Task 1 » Quote the passage on digital sets word for word, from "Firstly, I assume" through "is totally irrelevant.".
◆ ◆ ◆ ◆ ◆
Firstly, I assume you are thinking of using digital sets, not actually constructing a sci-fi set to shoot on? If you want tips on actually building a set, then the answer I am about to give is totally irrelevant.

For digital sets, there are essentially two ways they can be handled. First, you could use images of the set or location you want, film your actors on greenscreen and composite them over the top. Second, you could use a 3D model of the set in some proper 3D software, and composite your greenscreened actors into the 3D environment. The first method is vastly simpler, though the results won't always be as good.

Even when working with 2D renders of the sets, you will need a source for these images. This could be a 3D application, from which you render images or video clips to be composited later with your actors. They could be digital matte paintings, built in Photoshop or GIMP, either from scratch or by piecing together elements of other pictures to create a new environment, which is a bit easier.

To put yourself into a spaceship, you will need to film yourself on greenscreen, so you can be composited in. Ideally, you build the cockpit, sit in it, and film the ship and you at the same time, with a greenscreen background, and then just add in the space elements via the greenscreen key. Alternately, you could use digital renders of the ship, and layer yourself in the composite so you appear to be inside the ship.
◆ ◆ ◆ ◆ ◆
Task 2 » Print the stretch of the entries below from the line containing "find the frosted" through the last line of the entries, with both ends included.
◆ ◆ ◆ ◆ ◆
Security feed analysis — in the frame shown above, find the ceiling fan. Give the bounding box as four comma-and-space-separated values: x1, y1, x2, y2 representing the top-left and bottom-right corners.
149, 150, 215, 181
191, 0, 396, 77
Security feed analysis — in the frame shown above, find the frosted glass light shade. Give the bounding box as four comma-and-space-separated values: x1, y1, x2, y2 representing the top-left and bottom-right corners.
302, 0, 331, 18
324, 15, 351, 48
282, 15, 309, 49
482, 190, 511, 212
◆ ◆ ◆ ◆ ◆
Correct output 1 »
Firstly, I assume you are thinking of using digital sets, not actually constructing a sci-fi set to shoot on? If you want tips on actually building a set, then the answer I am about to give is totally irrelevant.

Correct output 2 »
Security feed analysis — in the frame shown above, find the frosted glass light shade. Give the bounding box as four comma-and-space-separated values: x1, y1, x2, y2 representing the top-left and bottom-right corners.
302, 0, 331, 18
324, 15, 351, 48
282, 15, 309, 49
482, 190, 511, 212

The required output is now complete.